State how many lines in the following entries contain the word "background". No other output.

• Dataset excerpts:
───
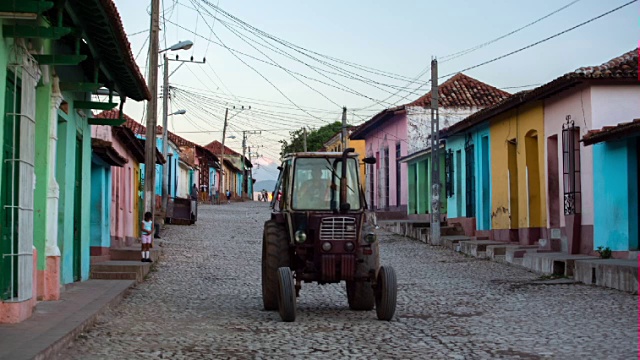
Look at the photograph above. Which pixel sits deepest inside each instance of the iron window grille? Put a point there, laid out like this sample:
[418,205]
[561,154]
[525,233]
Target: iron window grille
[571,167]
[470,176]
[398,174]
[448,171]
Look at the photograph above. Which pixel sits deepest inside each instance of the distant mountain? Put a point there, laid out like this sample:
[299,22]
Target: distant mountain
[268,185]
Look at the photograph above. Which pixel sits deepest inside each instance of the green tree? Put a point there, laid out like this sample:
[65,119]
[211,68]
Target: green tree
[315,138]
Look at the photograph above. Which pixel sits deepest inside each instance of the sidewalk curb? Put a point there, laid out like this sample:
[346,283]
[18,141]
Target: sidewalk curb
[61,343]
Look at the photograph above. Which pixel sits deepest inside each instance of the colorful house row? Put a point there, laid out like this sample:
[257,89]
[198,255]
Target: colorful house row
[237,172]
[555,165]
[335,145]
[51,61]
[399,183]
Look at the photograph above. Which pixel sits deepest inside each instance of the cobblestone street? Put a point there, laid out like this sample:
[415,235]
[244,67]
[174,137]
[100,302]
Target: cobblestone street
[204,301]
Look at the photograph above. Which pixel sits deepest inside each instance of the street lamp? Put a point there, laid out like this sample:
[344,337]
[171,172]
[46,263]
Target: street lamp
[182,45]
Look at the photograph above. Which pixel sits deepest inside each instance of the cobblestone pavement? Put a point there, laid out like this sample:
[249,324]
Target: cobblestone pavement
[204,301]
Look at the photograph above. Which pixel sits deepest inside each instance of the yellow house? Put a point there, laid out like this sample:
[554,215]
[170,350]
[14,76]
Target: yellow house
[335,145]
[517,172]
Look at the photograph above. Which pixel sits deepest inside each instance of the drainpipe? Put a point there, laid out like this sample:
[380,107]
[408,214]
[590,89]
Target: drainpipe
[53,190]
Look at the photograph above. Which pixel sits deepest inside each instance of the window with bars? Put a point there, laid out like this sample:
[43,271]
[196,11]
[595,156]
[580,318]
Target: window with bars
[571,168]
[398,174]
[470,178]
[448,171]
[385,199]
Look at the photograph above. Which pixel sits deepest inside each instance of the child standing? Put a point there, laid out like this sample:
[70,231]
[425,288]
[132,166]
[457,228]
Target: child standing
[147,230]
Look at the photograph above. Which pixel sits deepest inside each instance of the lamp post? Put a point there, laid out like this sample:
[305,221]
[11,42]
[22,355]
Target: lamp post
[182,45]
───
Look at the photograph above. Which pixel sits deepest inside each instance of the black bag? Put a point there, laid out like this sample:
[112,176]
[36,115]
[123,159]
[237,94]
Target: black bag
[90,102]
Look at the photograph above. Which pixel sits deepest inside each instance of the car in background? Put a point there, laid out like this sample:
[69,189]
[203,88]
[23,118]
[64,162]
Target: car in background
───
• Task answer: 2